** To do **
Lift out, unaltered, the lines of the material below between the line holding "Task: indicate one point per instance of the rocky outcrop" and the line holding "Task: indicate one point per instance of the person's", counting both.

** Data **
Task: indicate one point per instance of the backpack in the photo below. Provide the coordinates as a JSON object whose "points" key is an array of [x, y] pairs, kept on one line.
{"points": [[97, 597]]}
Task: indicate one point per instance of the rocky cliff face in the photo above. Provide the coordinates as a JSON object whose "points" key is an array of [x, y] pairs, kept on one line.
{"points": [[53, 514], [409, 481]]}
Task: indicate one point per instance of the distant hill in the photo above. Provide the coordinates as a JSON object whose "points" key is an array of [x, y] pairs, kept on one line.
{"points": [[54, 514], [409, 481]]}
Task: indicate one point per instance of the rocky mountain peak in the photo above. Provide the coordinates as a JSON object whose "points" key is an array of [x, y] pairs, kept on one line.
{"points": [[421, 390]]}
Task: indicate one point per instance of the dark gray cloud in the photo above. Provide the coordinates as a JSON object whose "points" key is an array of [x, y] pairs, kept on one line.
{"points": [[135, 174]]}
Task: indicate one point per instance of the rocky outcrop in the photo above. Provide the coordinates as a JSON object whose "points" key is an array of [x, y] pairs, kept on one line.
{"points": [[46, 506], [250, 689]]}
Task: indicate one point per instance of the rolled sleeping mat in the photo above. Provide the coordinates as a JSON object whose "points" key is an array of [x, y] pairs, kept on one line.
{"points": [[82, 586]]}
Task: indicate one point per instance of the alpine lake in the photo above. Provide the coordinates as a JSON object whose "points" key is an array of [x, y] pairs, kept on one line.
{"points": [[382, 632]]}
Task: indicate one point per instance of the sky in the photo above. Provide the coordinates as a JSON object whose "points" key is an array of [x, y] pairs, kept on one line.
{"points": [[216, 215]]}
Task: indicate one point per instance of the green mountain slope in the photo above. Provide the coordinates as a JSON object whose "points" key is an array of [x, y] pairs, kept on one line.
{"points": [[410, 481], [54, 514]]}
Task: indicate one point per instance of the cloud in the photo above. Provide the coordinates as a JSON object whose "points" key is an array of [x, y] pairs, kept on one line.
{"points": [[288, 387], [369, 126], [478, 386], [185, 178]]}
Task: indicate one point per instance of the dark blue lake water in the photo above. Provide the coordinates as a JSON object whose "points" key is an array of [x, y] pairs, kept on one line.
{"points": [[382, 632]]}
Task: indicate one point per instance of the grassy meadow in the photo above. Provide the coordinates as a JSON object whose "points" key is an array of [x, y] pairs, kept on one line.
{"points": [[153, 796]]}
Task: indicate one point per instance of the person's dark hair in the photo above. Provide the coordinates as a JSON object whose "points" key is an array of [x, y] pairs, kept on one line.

...

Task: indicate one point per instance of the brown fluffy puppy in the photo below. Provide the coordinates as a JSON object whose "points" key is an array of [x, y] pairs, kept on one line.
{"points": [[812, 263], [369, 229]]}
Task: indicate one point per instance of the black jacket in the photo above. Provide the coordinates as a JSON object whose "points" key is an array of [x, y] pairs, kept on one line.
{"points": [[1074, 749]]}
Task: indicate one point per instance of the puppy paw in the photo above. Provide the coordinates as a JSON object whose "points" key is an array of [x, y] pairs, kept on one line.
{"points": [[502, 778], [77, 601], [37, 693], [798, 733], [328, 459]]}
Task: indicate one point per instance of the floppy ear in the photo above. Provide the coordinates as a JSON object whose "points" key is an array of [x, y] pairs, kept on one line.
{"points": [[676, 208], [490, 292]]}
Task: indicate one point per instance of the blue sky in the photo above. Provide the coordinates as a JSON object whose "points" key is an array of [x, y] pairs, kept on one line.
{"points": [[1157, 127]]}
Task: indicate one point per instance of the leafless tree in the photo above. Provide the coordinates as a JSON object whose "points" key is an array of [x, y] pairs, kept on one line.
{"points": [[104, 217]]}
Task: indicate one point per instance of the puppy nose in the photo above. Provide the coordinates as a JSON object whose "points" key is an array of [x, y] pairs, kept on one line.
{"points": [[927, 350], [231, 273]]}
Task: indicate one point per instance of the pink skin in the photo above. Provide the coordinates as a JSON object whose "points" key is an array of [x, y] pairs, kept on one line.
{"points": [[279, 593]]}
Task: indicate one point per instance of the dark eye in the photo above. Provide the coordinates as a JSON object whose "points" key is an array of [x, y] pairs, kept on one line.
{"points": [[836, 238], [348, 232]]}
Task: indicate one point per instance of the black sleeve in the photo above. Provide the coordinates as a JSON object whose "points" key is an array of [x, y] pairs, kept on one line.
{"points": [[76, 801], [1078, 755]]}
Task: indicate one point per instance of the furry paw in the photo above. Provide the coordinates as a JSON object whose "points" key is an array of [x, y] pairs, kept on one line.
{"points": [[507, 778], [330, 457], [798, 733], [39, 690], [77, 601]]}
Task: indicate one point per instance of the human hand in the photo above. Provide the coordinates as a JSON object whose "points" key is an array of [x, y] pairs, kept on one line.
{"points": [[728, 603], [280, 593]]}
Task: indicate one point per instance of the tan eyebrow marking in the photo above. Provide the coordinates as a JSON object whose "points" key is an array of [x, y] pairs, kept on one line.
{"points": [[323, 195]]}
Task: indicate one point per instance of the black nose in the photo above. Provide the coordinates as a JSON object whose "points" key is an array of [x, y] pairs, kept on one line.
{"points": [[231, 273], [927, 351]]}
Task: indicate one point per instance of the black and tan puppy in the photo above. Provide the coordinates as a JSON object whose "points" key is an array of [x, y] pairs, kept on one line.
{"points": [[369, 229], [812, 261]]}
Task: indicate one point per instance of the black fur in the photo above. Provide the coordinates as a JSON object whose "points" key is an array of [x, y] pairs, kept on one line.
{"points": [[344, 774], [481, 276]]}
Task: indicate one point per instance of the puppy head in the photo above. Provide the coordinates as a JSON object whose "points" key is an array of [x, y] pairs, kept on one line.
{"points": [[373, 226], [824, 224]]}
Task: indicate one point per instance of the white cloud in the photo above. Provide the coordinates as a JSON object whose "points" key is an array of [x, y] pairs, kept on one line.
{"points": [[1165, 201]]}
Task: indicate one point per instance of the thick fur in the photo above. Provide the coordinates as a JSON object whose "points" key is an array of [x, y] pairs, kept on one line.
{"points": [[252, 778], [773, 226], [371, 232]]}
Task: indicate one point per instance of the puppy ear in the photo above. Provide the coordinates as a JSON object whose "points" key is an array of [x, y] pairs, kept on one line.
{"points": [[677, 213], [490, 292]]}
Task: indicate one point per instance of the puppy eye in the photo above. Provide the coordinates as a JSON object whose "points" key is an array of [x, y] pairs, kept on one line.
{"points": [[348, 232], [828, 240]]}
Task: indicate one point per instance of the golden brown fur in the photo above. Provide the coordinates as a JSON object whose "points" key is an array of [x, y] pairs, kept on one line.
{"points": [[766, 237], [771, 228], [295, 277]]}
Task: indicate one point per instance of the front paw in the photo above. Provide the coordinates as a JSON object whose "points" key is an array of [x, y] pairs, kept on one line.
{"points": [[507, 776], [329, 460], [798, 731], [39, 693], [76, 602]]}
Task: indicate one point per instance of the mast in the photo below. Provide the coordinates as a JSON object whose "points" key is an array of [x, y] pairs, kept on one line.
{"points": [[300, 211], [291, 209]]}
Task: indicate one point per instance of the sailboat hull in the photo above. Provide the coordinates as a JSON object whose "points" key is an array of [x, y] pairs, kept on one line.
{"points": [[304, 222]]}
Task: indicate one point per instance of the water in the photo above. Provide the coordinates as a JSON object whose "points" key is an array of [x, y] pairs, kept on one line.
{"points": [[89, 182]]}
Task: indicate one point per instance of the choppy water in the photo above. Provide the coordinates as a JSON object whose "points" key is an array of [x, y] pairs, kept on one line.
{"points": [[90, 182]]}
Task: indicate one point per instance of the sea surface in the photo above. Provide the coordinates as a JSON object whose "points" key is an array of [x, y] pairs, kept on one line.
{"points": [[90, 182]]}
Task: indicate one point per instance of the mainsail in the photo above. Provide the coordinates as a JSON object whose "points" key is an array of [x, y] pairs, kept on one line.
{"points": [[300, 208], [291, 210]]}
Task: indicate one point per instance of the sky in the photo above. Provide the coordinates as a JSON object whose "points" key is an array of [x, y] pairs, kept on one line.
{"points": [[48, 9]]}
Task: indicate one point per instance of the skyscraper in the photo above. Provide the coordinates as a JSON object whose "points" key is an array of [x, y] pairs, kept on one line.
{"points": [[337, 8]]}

* * *

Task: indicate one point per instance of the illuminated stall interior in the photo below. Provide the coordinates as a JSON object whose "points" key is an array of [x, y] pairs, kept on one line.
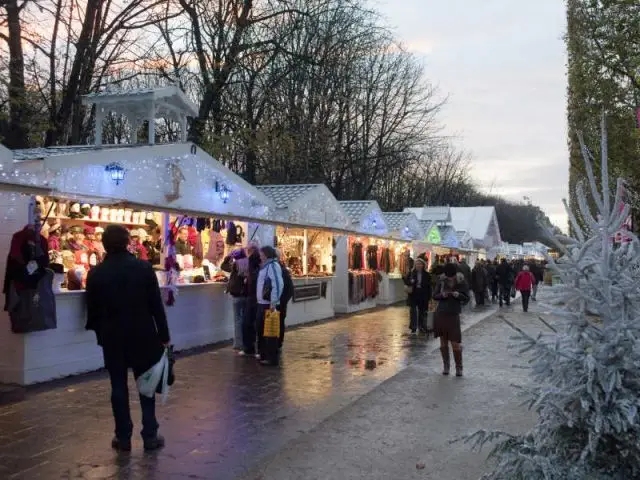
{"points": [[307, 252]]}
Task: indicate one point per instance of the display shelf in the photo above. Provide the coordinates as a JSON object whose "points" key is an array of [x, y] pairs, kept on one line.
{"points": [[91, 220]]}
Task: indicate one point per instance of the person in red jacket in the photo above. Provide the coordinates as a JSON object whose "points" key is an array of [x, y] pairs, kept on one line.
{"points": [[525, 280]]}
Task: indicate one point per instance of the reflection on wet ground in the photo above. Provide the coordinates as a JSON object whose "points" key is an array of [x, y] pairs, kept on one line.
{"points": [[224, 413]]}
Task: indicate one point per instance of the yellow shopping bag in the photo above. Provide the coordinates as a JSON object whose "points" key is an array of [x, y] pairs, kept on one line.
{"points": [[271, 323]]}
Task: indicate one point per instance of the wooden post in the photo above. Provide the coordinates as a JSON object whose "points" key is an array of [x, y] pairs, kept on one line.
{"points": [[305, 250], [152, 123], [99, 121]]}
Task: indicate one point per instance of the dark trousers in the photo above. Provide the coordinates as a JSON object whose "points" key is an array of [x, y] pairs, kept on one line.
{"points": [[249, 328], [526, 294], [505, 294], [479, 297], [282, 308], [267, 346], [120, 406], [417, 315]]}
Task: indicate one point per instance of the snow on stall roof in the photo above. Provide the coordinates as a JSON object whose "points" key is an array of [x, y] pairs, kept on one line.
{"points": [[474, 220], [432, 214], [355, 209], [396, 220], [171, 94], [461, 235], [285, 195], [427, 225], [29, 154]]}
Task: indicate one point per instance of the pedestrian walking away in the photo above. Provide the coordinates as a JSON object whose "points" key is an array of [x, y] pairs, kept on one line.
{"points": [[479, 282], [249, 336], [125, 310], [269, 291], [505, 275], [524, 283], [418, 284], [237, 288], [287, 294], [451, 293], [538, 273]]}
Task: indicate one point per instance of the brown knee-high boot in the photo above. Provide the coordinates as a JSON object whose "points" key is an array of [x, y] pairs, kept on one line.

** Expected output **
Task: indicate one point per instance of the rocky outcrop in the photo above. Provide the coordinates as a JSON object whose "points" key is an array of [x, y] pairs, kept on one line.
{"points": [[46, 506], [250, 689]]}
Task: indicate one point per instance of the rolled sleeping mat in the photo above. Provide the coordinates as a JSON object whose "points" key is an array of [x, y] pairs, kept on one line.
{"points": [[82, 586]]}
Task: indicate one point per instance of the alpine lake in the photo above. Provide the coordinates as a JSON object whose "points" key is an array of [x, y] pairs, kept on one line.
{"points": [[382, 632]]}
Task: indicate one point per instance of the sky in the photo above. Provide the coordinates as a JSON object whose "points" key is an array of [x, y] pairs, kept on one line.
{"points": [[216, 215]]}
Task: indicate one point per instance of the green mountain slope in the photo above. Provide the coordinates as a JSON object whose "points" key is an array of [x, y] pairs, kept on one line.
{"points": [[410, 481], [54, 514]]}
Task: indicate one point per instance of the cloud in the photo above. Provide the coordinates as a JSON object whose "points" key is an array of [x, y] pairs, kept on one line.
{"points": [[288, 387], [369, 126], [478, 386], [185, 178]]}
Task: indicate one point per instance of the dark blue lake water in the photo above. Provide the coordinates as a JSON object whose "points" key is an array of [x, y] pairs, kept on one line.
{"points": [[382, 632]]}
Task: indicate one point per instance of the grassy meadow in the photo above. Provide the coordinates as a JSON object whose "points" key is an array of [x, y] pairs, kept on one line.
{"points": [[153, 796]]}
Task: indicate one point per instance of the person's dark hair in the photo above. Provide the coordinates as a JSON object whose "points" key is an array of [x, y] pairs, kept on one line.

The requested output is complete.